Information given section start

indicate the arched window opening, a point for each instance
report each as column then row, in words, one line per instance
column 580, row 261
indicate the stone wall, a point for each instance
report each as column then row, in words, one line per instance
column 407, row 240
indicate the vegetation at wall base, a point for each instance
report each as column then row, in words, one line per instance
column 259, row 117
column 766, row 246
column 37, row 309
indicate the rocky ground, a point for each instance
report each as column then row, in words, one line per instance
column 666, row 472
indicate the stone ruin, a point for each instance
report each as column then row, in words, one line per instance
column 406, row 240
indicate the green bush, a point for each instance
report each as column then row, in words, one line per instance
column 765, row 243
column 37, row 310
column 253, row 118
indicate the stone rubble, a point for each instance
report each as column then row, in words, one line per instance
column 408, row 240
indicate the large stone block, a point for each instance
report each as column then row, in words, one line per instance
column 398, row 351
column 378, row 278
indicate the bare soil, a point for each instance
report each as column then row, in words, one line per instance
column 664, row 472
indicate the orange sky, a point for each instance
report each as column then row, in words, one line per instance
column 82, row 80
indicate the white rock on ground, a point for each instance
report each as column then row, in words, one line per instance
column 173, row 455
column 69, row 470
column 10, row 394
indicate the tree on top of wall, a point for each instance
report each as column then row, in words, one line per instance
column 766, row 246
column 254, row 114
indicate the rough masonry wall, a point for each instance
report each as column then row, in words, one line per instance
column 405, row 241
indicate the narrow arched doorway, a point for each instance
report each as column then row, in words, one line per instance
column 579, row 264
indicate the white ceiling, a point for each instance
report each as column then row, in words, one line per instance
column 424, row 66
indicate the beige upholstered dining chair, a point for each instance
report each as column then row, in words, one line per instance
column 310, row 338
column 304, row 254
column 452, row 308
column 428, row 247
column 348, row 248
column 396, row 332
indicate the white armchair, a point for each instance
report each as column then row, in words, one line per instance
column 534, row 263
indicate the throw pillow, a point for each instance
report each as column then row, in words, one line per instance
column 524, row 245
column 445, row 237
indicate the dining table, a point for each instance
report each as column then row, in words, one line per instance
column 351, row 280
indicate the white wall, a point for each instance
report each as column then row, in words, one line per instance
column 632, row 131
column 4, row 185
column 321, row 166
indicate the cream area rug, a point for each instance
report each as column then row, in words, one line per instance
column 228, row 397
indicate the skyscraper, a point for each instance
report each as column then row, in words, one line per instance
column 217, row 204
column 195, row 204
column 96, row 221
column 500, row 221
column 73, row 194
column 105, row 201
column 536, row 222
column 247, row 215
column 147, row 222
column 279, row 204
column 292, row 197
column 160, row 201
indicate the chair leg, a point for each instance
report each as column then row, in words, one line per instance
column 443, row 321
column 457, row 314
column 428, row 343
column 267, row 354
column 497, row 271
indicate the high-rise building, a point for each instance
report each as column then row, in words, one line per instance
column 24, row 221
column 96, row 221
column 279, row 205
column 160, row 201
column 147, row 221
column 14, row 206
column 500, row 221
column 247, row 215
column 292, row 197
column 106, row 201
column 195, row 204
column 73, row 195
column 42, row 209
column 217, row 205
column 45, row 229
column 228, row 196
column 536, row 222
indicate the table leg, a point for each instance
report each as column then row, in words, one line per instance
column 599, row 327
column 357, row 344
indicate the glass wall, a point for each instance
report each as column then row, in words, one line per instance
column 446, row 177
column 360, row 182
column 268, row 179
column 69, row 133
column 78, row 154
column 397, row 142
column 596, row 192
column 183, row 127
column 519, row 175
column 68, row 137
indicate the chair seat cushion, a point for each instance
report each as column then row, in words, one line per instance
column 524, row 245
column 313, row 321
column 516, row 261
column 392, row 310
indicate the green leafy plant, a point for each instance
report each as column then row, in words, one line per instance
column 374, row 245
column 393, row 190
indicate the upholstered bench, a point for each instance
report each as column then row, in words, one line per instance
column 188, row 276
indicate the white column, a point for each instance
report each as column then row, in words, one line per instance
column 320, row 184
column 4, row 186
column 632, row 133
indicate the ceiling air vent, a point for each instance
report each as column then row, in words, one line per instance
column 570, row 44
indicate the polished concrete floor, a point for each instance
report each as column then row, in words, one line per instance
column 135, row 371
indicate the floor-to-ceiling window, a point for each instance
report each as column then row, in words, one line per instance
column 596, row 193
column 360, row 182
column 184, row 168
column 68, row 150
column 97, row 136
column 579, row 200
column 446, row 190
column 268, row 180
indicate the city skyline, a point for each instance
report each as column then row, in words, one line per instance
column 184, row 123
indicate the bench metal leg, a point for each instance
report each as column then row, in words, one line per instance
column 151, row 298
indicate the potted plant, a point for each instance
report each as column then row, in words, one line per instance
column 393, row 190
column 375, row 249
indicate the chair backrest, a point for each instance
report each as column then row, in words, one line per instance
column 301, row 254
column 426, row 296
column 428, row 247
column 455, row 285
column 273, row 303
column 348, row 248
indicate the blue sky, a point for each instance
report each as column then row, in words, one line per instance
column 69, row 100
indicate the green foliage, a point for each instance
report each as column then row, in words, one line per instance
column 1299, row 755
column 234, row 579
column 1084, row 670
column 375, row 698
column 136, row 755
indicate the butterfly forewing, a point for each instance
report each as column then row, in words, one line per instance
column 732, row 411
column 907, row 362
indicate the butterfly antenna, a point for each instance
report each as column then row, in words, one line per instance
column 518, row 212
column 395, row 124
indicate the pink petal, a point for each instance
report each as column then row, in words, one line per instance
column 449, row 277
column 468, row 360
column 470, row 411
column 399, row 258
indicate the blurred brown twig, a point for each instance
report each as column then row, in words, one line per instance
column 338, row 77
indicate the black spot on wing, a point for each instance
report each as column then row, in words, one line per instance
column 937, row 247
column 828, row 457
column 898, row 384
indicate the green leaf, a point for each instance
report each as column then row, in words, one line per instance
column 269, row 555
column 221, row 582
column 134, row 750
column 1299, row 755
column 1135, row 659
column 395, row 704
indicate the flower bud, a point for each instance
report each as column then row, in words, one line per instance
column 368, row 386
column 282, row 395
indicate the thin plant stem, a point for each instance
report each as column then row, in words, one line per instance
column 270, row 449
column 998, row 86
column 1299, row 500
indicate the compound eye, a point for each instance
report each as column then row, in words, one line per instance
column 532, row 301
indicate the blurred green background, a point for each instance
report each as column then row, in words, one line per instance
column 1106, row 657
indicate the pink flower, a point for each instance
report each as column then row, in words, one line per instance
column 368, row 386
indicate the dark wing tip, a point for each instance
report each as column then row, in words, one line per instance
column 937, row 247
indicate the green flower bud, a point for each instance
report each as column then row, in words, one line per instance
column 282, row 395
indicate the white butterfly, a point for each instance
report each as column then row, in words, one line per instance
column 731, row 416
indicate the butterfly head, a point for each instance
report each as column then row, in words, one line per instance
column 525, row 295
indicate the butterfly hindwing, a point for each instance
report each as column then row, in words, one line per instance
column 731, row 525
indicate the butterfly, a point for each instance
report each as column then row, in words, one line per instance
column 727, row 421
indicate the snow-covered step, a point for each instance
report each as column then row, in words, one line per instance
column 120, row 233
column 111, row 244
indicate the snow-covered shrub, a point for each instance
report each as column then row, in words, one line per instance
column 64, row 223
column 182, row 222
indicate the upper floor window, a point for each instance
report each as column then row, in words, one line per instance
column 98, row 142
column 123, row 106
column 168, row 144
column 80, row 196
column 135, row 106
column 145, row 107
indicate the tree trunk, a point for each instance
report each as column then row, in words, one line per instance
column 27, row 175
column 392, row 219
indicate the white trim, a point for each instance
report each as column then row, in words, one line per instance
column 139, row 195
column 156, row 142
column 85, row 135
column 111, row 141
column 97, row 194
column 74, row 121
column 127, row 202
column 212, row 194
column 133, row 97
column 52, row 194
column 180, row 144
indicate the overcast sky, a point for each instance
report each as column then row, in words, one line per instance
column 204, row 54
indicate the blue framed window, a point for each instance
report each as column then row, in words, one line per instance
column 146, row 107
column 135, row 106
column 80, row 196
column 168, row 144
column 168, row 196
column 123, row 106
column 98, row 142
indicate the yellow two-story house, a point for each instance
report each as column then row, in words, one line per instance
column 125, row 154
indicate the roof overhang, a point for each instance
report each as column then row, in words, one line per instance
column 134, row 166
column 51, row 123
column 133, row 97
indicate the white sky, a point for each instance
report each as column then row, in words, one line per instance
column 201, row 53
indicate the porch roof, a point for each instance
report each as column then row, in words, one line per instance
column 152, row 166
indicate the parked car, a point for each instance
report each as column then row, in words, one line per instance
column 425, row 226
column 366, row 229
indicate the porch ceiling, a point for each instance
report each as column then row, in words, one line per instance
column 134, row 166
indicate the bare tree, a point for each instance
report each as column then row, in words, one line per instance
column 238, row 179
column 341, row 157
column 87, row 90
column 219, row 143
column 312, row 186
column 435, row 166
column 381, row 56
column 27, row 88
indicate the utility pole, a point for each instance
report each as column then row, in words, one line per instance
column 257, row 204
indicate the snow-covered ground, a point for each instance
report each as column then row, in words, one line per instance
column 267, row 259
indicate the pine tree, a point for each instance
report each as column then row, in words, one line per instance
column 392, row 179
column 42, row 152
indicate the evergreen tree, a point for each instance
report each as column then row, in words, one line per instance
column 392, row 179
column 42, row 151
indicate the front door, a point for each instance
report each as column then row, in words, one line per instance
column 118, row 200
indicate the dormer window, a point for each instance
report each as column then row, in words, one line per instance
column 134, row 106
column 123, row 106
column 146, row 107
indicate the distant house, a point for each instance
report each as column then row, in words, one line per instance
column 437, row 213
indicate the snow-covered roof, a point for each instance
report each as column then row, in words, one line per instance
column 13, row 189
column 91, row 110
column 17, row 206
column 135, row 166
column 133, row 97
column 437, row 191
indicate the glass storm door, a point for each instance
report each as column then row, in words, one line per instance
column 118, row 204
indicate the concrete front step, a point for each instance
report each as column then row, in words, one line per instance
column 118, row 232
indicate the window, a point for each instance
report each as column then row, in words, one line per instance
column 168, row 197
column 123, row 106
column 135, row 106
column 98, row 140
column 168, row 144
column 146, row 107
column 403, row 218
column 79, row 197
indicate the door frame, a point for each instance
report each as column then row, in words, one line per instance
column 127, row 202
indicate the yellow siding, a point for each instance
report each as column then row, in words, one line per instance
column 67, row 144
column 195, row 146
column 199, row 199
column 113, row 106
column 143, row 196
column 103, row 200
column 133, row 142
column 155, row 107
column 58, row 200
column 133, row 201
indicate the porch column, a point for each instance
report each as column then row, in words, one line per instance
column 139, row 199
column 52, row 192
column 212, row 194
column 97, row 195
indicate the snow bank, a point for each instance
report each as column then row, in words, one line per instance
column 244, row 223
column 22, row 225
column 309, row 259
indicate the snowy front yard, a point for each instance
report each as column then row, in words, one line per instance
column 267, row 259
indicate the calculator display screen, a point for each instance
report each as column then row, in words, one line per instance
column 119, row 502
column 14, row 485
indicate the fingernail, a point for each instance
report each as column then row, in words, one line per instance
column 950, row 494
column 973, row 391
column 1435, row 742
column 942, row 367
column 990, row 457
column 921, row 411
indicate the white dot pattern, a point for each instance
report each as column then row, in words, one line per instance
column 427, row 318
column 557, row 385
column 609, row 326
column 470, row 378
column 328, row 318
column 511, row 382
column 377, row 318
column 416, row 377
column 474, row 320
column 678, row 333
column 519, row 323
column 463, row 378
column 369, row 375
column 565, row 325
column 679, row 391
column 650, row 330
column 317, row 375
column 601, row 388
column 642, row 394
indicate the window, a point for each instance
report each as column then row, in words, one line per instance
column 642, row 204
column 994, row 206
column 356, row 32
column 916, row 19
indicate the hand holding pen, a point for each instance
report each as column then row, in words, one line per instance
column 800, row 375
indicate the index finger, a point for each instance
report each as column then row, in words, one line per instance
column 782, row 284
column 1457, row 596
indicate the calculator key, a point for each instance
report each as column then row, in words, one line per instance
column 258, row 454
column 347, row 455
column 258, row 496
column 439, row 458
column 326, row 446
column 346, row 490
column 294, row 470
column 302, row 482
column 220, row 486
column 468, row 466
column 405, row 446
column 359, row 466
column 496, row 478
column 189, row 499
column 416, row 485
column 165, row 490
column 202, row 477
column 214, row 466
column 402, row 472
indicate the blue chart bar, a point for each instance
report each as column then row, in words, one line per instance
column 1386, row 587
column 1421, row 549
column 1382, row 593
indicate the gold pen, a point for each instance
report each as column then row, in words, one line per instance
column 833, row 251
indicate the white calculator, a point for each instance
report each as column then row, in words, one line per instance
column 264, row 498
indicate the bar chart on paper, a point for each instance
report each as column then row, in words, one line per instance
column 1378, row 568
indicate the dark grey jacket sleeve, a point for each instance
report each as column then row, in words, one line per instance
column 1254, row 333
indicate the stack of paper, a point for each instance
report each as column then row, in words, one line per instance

Information given section end

### What to produce
Up to and including the line that contains "indicate the stone wall, a", output the records above exactly, beginning with their first line.

### Solution to the problem
indicate the arched window opening, a point for each instance
report each as column then row, in words, one line per instance
column 580, row 261
indicate the stone wall, a point for each instance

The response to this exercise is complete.